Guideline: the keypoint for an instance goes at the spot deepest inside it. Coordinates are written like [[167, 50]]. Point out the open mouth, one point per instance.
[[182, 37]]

...

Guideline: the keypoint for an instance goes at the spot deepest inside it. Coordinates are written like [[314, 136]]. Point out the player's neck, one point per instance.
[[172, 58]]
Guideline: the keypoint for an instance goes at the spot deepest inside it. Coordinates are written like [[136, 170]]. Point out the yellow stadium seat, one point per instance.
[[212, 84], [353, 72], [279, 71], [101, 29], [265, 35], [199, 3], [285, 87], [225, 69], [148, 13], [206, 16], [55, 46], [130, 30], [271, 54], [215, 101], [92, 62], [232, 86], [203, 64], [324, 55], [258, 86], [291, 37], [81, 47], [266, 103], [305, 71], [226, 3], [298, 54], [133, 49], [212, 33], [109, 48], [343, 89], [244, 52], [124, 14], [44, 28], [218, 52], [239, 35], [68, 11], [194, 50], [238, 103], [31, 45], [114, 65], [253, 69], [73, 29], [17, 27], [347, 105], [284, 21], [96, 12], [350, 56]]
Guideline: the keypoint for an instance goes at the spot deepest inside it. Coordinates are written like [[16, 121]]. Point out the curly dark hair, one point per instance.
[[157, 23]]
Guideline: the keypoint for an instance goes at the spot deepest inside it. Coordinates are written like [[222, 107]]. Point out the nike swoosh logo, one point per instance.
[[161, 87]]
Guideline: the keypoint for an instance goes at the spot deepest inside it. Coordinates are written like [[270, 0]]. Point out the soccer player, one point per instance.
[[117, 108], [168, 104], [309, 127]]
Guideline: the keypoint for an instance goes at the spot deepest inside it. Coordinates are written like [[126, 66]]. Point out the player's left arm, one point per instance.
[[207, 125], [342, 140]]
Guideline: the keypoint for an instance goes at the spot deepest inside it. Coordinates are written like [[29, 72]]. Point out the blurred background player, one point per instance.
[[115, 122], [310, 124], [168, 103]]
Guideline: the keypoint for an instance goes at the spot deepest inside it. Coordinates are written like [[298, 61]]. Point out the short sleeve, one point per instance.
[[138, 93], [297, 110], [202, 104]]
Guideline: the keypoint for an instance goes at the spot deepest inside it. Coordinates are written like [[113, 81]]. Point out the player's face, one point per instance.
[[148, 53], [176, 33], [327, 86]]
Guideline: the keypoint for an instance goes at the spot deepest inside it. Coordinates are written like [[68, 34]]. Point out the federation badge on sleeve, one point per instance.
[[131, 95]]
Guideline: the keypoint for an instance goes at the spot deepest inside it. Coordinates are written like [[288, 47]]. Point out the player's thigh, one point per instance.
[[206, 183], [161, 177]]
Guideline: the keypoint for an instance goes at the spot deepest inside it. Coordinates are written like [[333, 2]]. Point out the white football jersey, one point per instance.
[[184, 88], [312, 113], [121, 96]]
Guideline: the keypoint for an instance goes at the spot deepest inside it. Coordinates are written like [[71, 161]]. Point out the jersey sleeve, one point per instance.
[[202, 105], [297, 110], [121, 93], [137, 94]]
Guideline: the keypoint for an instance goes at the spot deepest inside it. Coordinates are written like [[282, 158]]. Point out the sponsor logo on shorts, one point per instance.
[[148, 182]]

---

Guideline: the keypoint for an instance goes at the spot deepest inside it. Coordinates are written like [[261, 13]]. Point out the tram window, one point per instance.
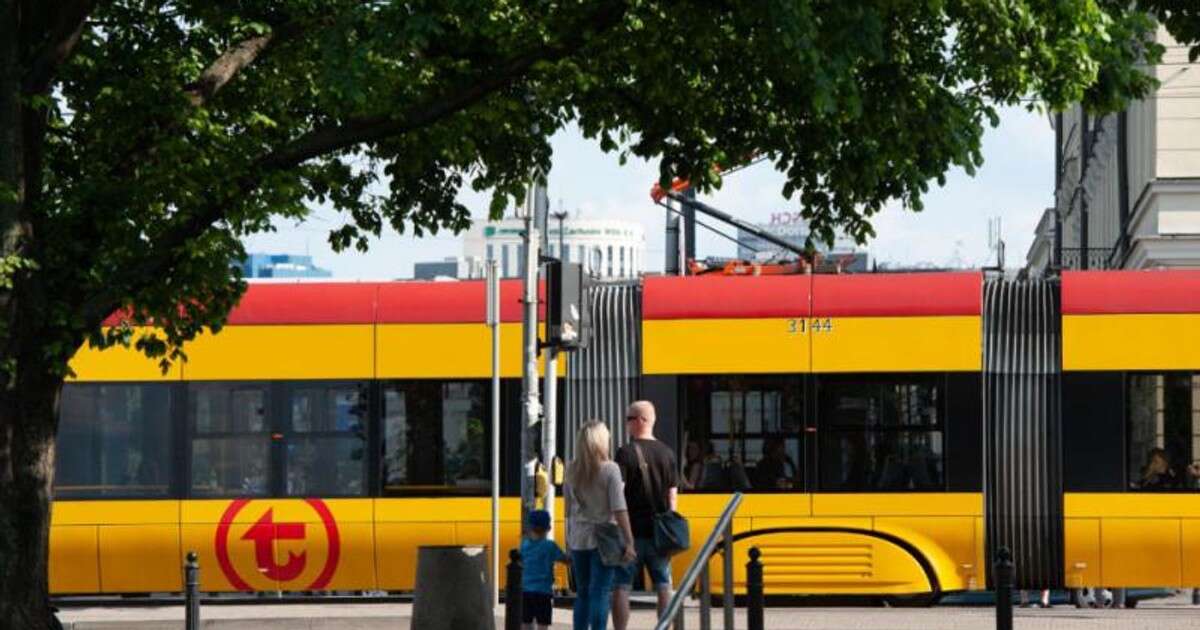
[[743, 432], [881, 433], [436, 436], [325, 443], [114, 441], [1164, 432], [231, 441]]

# WHAT IS REQUIRED
Please return the listing lines above verbatim, beginning at the line that has "jersey sleeve, one point per instance." and stopping after the line that has "[[148, 182]]".

# RESPONSE TO THE TASK
Guideline: the keypoint for an instance goes at the spot deepest inside it. Coordinates are written like [[71, 161]]. Point out the jersey sleeve, one point per instance.
[[202, 105], [297, 110], [121, 93], [137, 94]]
Guideline: the keypoint for an instance goes at the spot deepest inside it. Coordinates are written like [[282, 158]]. Point out the sponsor logo on shorts, one point per instance.
[[148, 182]]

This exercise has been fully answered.